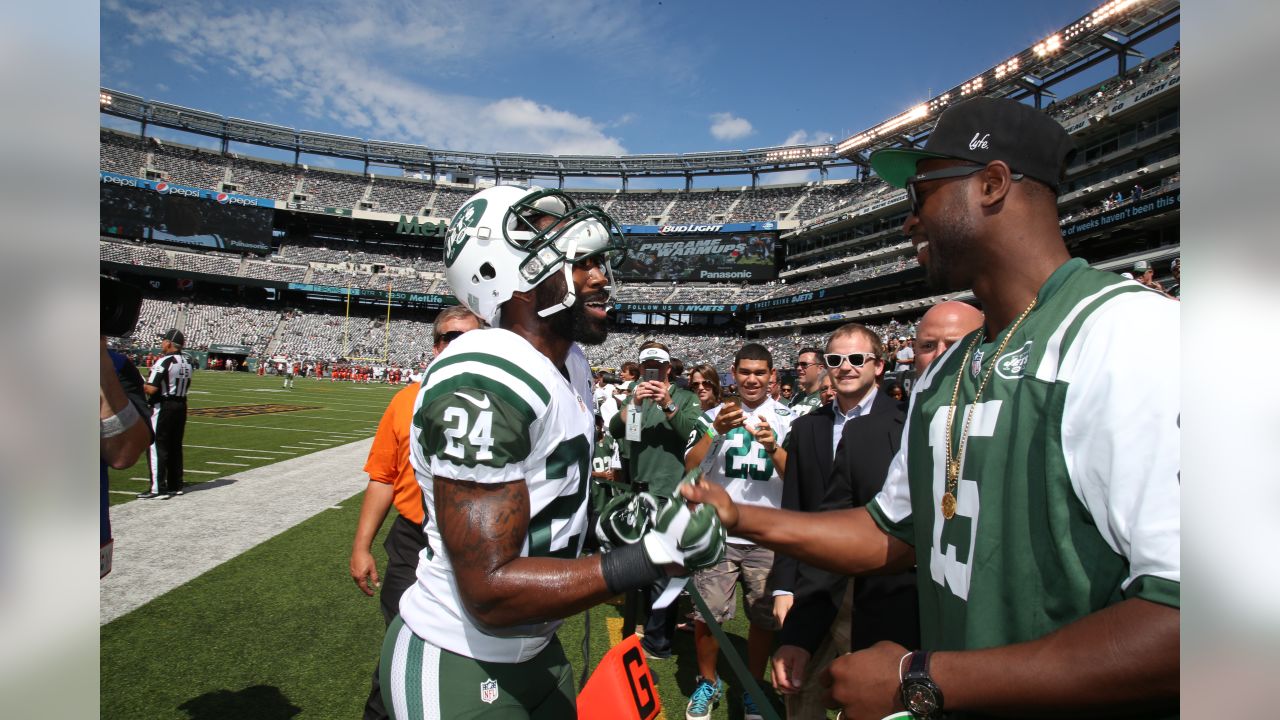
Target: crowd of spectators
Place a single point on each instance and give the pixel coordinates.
(764, 203)
(639, 208)
(702, 206)
(197, 168)
(1098, 96)
(229, 324)
(274, 272)
(325, 188)
(400, 195)
(206, 263)
(119, 153)
(1120, 197)
(259, 178)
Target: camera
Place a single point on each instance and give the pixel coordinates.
(122, 304)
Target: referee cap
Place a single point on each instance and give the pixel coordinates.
(174, 336)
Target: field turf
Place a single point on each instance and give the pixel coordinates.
(240, 420)
(282, 630)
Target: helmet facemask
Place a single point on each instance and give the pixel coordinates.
(557, 233)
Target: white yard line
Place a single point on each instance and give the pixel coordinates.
(216, 522)
(238, 449)
(263, 427)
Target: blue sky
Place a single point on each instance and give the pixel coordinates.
(567, 76)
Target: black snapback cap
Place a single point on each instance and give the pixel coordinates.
(174, 336)
(982, 130)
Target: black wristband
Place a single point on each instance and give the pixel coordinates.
(627, 568)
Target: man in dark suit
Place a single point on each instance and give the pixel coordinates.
(812, 605)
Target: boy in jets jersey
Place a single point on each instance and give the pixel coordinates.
(741, 449)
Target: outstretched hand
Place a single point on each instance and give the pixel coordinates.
(712, 493)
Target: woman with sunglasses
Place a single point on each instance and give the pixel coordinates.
(704, 381)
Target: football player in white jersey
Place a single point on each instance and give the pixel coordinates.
(740, 449)
(502, 438)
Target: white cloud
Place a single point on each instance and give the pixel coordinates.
(726, 126)
(366, 77)
(805, 137)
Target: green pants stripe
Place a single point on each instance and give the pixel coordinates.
(423, 682)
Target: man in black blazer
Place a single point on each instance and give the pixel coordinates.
(868, 423)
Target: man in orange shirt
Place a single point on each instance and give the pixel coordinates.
(392, 479)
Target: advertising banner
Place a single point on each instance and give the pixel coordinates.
(700, 253)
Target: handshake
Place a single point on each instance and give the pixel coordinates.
(668, 531)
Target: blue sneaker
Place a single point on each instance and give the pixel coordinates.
(705, 697)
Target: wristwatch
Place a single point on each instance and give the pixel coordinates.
(920, 695)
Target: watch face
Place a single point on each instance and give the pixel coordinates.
(920, 700)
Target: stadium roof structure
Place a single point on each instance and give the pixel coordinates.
(1110, 31)
(498, 164)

_ASSIGNMENT_
After removing the pictures, set down every record above exactly as it stands.

_TASK SOLUTION_
Target: crowd of spectators
Place a single point on each instance and give the pixel coordinates.
(764, 203)
(639, 208)
(702, 206)
(197, 168)
(1098, 96)
(229, 324)
(274, 272)
(325, 188)
(400, 195)
(206, 263)
(119, 153)
(1120, 197)
(259, 178)
Target: camera
Place a single point on each instance and give the pixel coordinates.
(122, 304)
Target: referee cap
Place a single point on each instance and give the pixel coordinates.
(174, 336)
Target: field turf
Place a single point on each instance and give the pixel coordinates.
(240, 420)
(282, 630)
Target: helmet facemask
Place a single point on each instance and give the pixel coordinates.
(557, 233)
Target: white yard line
Place a single point on each instance and give the pixel coordinates.
(216, 522)
(238, 449)
(263, 427)
Target: blue sky
Place a single point on each instance and give the pixel coordinates.
(567, 76)
Target: black snapback cap
Place a single point on each instance and give the pixel coordinates.
(174, 336)
(982, 130)
Target: black wristband
Place a single point on each instance and give the pixel coordinates.
(627, 568)
Target: man in dark suit
Place a single point on each instance and give the pixel coordinates.
(812, 605)
Target: boy in jets jersey
Place a single point on each instance and give the pixel coordinates.
(741, 449)
Target: outstretched hand
Place a single point on each instance and give the pixel coordinates.
(712, 493)
Target: woman with sunglasses
Place a single point on each instance and give the pixel coordinates.
(704, 381)
Target: football player in white jersey
Place a single point on each instance and give the pixel coordinates.
(740, 449)
(502, 438)
Target: white cloud
Place a single point on each instance and give the pixel coordinates.
(726, 126)
(366, 77)
(805, 137)
Target: green pants stripe
Place a single point on each instance and give the pixel coordinates.
(423, 682)
Target: man in black blazer
Place a single point on each instance and give the pixel coordinates.
(868, 423)
Target: man in orange shirt
Place a single point on each instance and give the pixel coordinates.
(392, 479)
Target: advertising banner
Place a single point on each instance and give the pixel coordinates.
(700, 253)
Target: handshake
Place a single point on each instance and give the pixel coordinates.
(668, 531)
Target: blue sneaker
Place a single point on each instance and give the pixel coordinates.
(705, 697)
Target: wristwatch
Place a single point on each instance and give the pixel coordinates.
(920, 695)
Target: watch face
Place a single point on each instance and give the pixel coordinates.
(920, 700)
Target: stadium roof structure
Place a single point on each instance and give the pixel coordinates.
(1110, 31)
(498, 164)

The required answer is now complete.